■ Supplied passage:
The financial crisis of 2008 brought with it a renewed interest in the study of capitalism across disciplines. While historians have since led the way with writings on commodities, labor, finance, and institutions, these have been largely conveyed from the Euro-American perspective without necessarily probing other values, parameters, and conditions beyond western political economy that have shaped business over time. This article suggests that to assess the benefits and limits of the global capitalist experience, we must prioritize unconventional subjects, sources, and styles in how we frame research questions, analyze evidence, and cast narratives. Such an endeavor is especially timely given the growing influence of regional markets around the world and the increasing prominence of computational tools to generate and analyze novel datasets.

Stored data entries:
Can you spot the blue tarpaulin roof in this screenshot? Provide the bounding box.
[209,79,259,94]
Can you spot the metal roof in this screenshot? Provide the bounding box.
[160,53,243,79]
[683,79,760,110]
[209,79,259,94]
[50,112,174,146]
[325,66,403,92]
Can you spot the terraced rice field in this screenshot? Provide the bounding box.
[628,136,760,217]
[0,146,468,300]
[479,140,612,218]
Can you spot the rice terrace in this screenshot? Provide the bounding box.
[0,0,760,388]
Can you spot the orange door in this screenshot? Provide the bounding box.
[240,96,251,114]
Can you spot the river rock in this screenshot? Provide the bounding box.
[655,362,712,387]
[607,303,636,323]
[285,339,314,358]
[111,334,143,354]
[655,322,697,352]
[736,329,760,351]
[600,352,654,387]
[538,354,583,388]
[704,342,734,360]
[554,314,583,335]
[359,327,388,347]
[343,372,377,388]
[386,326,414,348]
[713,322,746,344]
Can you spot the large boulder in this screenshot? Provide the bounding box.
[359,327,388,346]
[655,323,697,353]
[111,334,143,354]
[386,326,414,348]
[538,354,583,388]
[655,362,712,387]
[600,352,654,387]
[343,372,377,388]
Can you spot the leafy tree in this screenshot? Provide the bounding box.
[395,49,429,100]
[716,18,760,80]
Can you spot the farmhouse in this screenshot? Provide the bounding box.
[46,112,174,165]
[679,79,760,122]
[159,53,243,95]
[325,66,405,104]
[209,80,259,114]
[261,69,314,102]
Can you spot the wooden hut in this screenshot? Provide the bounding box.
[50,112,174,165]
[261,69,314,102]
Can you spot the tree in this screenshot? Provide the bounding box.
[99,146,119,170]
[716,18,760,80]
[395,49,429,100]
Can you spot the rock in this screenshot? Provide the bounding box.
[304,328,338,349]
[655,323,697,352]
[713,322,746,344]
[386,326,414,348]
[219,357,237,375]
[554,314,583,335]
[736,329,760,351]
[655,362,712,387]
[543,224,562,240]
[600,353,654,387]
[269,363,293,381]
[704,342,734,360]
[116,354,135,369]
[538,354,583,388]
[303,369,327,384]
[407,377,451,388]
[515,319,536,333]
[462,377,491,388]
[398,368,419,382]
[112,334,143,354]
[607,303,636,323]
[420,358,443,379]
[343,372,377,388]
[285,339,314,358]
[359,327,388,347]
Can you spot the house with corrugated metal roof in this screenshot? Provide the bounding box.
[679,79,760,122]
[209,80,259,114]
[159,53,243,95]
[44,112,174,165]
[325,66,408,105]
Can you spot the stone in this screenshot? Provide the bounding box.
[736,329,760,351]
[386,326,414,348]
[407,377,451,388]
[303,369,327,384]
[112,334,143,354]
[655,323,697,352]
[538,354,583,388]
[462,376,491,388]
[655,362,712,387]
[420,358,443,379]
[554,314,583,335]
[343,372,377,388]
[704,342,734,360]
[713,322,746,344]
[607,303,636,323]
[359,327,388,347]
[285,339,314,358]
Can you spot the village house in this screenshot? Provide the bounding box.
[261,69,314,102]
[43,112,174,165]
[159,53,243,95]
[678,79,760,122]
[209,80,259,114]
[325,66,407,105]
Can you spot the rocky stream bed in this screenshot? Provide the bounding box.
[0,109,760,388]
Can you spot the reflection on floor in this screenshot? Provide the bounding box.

■ Problems and tasks:
a: Quote the passage on studying capitalism word for word, starting with "The financial crisis" and going on through "analyze novel datasets.".
b: Write what comes next in the passage on studying capitalism, picking up right after its last sentence.
The rows aren't needed for any of this.

■ Responses by task:
a:
The financial crisis of 2008 brought with it a renewed interest in the study of capitalism across disciplines. While historians have since led the way with writings on commodities, labor, finance, and institutions, these have been largely conveyed from the Euro-American perspective without necessarily probing other values, parameters, and conditions beyond western political economy that have shaped business over time. This article suggests that to assess the benefits and limits of the global capitalist experience, we must prioritize unconventional subjects, sources, and styles in how we frame research questions, analyze evidence, and cast narratives. Such an endeavor is especially timely given the growing influence of regional markets around the world and the increasing prominence of computational tools to generate and analyze novel datasets.

b:
In light of the emergent “history of capitalism” field in Euro-American history, this article reviews and critically situates how the category “capitalism” has been debated within the historiographies of China and South Asia. In discussions paralleling European historiography, Sinologists and Indologists explored whether the “prime mover” of capitalism was changes in production or in circulation. The example of South Asian studies shows how, from the 1960s through the 1980s, the dominant production-centered approach—drawing upon Marxist theory—produced stories of economic “failure” in Asia. The example of Chinese history since the 1990s points to the resurgence of a Smithian circulation-centered approach that challenges the Eurocentric story of failure. Each of these approaches emerged out of distinct eras of capital accumulation in the twentieth century: mid-century state-supported industrialization and late-century deregulated globalization. The tension between these approaches points towards a more integrative reinterpretation that sees the core dynamics of capitalism as a cyclical process of “capital accumulation,” one that integrates both production and circulation-centered approaches and also challenges Eurocentric histories of capitalism. This article's conclusion provides speculative thoughts on writing the histories of capitalism for China and South Asia today.